■ **Text for analysis**:
================================

Assign a named person at the function level to own the translation between use-case efficiency and firm-level P&L movement. This person is not responsible for the technology itself, but for connecting the efficiency gain to a line on the income statement and explaining quarterly why the connection held or did not.
Apply the Authorship Test to every productivity claim that reaches leadership: if the person presenting the productivity number cannot defend it line by line against the question “what did rework consume?”, the number is not yet authored but forwarded.
The KPI
Rework hours per function per quarter, measured against the pre-investment baseline. This is the number that tells leadership whether measurement discipline is closing the gap or papering over it.
Secondary signal: percentage of use-case efficiency gains that appear as corresponding movement in firm-level P&L within two quarters. Named function owners report this number. A consistent gap between use-case results and P&L movement is a measurement architecture problem, not a technology problem, and it requires a governance response, not a technology upgrade.
3. Your Pilots Are Not Failing. They Were Never Built to Succeed.

================================

■ **Information shown**:
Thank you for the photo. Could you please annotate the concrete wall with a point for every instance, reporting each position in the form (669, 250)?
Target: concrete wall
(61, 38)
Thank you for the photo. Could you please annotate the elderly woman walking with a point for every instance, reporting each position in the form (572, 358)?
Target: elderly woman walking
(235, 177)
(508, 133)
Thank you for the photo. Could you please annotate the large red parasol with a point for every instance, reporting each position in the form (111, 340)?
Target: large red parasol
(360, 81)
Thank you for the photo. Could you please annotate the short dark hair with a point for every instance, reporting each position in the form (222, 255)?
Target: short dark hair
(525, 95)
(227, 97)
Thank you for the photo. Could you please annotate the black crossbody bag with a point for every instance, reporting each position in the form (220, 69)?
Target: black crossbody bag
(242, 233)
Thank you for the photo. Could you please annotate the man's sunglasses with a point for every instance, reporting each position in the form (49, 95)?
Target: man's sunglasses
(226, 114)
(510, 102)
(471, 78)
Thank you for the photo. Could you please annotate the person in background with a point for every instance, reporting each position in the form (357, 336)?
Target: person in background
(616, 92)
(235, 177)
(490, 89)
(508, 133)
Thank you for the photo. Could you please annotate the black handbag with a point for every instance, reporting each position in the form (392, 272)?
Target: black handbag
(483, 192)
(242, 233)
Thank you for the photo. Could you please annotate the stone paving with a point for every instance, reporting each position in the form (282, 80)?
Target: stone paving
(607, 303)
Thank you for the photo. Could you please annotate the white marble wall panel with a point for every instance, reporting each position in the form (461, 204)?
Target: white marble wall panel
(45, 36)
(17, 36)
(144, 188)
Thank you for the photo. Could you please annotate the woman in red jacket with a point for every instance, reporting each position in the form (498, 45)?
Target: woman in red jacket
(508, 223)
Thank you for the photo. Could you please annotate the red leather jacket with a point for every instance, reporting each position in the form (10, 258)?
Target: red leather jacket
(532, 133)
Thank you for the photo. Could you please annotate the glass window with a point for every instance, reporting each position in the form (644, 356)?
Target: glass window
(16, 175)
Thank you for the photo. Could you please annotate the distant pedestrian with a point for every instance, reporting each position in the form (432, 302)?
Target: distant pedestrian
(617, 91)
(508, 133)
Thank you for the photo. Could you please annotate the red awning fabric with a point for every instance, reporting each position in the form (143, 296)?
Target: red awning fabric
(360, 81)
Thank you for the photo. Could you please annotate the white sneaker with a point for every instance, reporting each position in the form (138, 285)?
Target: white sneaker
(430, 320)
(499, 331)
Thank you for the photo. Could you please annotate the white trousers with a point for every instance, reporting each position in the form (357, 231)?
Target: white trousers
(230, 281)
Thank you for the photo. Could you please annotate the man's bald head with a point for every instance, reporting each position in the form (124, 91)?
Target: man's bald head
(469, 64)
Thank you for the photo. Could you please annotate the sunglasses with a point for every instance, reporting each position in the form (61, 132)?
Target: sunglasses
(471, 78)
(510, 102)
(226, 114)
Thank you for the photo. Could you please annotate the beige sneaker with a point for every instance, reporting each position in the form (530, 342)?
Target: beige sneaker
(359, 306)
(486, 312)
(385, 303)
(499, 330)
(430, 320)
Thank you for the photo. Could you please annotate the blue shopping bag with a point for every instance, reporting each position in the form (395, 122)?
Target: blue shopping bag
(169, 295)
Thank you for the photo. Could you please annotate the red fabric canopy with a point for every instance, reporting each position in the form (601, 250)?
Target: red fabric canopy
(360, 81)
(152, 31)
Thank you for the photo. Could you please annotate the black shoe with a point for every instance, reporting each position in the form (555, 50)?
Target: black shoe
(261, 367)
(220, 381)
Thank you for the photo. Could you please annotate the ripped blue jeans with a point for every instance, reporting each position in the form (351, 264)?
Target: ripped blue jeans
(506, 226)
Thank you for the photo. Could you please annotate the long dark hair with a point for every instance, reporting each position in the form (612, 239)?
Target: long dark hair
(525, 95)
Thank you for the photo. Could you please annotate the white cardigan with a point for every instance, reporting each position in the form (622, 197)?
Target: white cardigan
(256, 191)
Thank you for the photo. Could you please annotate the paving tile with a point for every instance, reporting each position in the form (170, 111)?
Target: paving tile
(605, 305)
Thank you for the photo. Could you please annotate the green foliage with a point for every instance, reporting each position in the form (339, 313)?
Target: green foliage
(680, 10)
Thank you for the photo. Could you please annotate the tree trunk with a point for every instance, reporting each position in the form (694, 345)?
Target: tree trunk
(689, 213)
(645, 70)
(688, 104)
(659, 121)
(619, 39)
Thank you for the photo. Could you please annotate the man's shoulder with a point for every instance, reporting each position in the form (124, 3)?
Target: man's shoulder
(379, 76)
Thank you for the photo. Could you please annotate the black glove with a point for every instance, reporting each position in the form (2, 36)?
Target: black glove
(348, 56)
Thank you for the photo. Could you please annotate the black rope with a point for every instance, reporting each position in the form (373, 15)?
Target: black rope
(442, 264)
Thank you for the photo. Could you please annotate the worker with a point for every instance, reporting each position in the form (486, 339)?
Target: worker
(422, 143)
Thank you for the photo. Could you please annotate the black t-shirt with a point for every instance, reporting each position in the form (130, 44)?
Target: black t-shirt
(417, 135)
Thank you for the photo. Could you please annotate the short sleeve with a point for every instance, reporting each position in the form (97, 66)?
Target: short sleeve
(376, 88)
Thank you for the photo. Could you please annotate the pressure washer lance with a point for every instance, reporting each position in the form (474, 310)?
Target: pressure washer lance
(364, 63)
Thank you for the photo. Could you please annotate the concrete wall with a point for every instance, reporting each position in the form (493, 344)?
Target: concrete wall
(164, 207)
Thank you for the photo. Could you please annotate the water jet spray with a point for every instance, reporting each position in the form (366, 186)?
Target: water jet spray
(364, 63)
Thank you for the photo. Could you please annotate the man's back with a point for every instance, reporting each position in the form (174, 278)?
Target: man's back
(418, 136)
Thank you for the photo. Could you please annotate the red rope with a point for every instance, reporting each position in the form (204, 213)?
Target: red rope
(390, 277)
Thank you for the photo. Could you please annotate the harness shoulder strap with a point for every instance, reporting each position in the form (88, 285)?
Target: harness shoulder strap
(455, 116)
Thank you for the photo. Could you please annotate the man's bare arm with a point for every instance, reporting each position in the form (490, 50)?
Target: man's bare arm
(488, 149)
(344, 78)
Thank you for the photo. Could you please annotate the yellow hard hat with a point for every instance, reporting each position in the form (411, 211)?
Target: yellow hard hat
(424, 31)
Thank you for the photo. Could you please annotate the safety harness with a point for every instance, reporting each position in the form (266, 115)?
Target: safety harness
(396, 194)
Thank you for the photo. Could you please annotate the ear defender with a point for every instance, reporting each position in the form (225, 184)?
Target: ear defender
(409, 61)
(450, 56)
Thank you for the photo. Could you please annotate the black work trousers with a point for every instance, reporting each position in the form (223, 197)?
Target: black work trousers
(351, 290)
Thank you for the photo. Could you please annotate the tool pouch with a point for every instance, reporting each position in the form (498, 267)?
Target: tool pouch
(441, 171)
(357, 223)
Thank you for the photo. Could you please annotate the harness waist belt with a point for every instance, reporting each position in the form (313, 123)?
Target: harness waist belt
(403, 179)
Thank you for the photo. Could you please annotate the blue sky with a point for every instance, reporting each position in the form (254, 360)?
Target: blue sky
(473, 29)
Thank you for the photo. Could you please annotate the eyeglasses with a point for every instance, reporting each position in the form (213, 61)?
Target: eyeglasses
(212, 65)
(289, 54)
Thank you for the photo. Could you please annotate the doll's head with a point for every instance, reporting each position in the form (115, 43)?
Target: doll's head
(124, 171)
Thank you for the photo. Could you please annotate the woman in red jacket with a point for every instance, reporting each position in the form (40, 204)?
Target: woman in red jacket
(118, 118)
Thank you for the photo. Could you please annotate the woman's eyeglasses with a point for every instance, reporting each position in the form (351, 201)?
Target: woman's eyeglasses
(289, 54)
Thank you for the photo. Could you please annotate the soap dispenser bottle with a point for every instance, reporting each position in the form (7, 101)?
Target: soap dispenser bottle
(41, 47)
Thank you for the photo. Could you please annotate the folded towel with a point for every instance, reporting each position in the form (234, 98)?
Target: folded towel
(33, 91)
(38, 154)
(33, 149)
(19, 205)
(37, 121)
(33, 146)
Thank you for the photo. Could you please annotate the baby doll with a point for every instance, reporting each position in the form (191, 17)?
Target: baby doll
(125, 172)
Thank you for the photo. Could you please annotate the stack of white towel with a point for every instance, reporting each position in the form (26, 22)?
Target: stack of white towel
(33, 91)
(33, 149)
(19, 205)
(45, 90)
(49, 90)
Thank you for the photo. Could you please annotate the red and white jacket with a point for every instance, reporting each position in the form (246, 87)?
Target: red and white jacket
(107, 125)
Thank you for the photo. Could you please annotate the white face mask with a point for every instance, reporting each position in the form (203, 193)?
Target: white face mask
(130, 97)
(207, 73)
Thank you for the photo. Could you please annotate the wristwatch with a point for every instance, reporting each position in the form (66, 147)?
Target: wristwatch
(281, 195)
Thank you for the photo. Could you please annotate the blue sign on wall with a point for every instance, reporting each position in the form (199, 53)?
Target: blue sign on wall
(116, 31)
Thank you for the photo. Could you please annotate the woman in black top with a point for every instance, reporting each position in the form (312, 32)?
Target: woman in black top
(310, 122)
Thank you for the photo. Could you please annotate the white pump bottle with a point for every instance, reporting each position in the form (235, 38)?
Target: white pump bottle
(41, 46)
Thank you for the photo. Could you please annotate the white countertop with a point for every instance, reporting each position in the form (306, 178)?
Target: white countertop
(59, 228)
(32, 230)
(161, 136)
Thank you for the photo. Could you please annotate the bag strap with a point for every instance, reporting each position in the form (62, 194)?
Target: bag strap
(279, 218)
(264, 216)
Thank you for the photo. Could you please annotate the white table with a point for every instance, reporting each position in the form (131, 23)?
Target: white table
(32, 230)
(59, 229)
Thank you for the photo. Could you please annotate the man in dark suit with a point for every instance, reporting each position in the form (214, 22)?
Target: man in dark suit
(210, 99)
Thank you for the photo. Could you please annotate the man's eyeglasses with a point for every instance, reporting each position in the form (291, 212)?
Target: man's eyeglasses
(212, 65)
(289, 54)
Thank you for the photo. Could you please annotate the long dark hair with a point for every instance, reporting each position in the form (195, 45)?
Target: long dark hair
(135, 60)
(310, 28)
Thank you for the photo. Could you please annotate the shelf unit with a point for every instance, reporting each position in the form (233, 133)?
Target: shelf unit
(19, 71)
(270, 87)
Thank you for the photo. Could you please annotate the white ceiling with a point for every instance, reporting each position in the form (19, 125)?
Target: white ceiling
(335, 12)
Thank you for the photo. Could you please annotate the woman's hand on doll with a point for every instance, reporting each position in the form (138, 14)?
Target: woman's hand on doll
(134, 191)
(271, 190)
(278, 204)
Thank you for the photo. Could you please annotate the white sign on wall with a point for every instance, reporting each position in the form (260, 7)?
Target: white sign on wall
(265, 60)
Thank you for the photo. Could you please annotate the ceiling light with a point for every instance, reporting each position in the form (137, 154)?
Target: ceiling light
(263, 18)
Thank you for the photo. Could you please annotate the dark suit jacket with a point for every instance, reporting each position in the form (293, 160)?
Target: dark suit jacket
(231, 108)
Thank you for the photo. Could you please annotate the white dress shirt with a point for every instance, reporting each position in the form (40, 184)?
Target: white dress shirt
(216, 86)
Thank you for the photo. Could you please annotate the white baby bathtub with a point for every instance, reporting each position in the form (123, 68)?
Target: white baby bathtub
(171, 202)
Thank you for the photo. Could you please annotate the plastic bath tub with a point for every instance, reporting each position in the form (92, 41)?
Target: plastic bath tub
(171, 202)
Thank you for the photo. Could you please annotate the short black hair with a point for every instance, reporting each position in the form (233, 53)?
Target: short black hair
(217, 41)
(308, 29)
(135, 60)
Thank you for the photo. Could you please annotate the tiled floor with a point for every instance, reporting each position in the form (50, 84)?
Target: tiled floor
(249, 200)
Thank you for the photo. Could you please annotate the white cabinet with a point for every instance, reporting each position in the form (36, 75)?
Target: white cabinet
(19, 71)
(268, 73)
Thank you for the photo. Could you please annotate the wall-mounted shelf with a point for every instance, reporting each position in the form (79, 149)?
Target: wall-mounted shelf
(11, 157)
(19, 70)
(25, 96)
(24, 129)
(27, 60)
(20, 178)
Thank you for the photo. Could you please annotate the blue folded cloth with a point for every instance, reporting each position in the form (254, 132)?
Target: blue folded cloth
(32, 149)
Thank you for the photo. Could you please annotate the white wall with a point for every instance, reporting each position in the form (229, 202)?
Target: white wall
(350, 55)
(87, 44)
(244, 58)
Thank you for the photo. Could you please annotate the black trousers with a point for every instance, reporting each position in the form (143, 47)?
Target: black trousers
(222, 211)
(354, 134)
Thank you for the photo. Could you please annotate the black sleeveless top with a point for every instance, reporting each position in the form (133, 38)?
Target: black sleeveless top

================================

■ **About this task**:
Carry on the passage about tying efficiency gains to profit and loss, writing the section that follows its final heading. The records come from a separate source.

■ **Output of the task**:
The Fact
Deloitte’s State of AI in the Enterprise (2026) describes the proof-of-concept trap precisely: a pilot runs on clean data in an isolated environment with a small team and forgiving success criteria. Nobody owns the outcome in a binding way, which is exactly why the pilot can succeed on its own terms and still produce nothing of enterprise value. Production deployment requires infrastructure investment, security reviews, compliance checks, integration with existing systems, monitoring, and ongoing maintenance, each of which demands significantly more resources and coordination than the pilot ever required.
The scale of this problem is measurable: only 25% of surveyed companies have moved 40% or more of their AI experiments into production. McKinsey confirms that nearly two-thirds of organizations have not yet begun scaling AI across the enterprise. Accenture calls the result “pilot purgatory” and identifies it as the defining failure mode of the current moment.
The number the corporate reports did not surface: S&P Global Market Intelligence found that 42% of organizations abandoned the majority of their AI initiatives before reaching production in 2025, up from 17% the prior year. The average organization scrapped 46% of its proofs-of-concept before production. That is not pilot fatigue but a structural governance failure, and the rate more than doubled in a single year.
What the corporate research missed: Every report describes the pilot-to-production gap accurately. None provides a governance gate that intervenes at the point of proposal rather than at the point of failure.
BCG’s analysis, built on work across hundreds of enterprise transformations, establishes the root cause: AI implementation success is 10% dependent on algorithms, 20% on data and technology, and 70% on people, processes, and culture. That is nearly the inverse of how most AI investment decisions are structured.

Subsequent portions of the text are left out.